> **Data listing**
** Start **
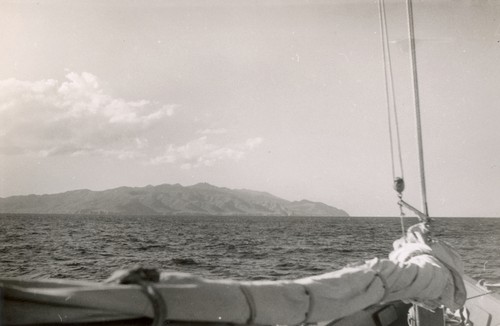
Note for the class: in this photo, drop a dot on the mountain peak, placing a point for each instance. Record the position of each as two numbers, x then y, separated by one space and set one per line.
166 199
** End **
** Start **
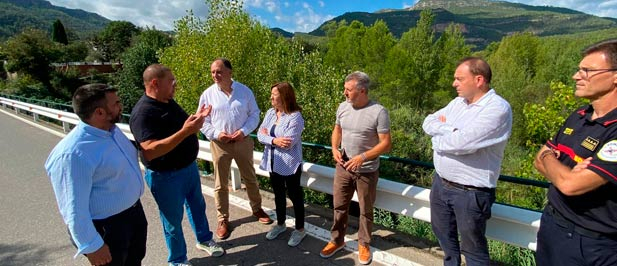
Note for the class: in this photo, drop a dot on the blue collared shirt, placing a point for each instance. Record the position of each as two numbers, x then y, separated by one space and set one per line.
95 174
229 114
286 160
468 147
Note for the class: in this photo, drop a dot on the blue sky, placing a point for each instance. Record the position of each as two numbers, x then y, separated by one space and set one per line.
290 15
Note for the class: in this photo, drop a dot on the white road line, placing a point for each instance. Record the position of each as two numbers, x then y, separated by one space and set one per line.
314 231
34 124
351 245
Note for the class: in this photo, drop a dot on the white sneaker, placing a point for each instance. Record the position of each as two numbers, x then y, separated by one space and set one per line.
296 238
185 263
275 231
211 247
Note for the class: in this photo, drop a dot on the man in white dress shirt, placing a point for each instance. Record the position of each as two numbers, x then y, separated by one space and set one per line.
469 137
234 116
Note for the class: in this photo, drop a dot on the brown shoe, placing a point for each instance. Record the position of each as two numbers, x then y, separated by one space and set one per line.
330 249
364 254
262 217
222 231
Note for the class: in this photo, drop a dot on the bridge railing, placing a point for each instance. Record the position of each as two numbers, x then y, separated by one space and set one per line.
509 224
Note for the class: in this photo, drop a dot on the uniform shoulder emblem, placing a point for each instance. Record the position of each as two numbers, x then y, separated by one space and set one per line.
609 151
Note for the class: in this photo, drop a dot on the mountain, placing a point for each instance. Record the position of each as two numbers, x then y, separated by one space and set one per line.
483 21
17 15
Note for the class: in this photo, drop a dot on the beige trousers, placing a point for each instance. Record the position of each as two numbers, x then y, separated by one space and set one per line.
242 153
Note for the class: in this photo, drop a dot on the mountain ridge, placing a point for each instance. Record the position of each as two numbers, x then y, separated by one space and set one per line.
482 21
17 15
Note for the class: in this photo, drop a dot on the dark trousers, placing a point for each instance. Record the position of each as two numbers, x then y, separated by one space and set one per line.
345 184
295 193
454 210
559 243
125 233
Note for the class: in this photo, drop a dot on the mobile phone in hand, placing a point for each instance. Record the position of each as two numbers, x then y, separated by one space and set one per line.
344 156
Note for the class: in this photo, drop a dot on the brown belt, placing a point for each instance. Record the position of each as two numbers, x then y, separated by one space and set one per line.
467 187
** End **
** Start **
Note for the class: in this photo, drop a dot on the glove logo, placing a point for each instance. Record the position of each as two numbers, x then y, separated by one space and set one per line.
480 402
** End **
> **Problem statement**
Pull out every line of the records above that contains the word "mountain", and copy each one in full.

> **Answer to this task**
Note for the class: in this photo, drop a dot on the mountain peak, placing a point for each instance. Record the position of each as two numbers, x then y, separated by one space and set one per line.
Note for the class: in this photo, drop a dot on the mountain, placing a point for each instance. Record the position of each as two numbers, x then y, separated by one space and set one per line.
Note for the class: in this photo, drop a dot on the mountain ridge, placing a point for each instance. Record the position of each as two numbers, x then y, separated by one space and set one per line.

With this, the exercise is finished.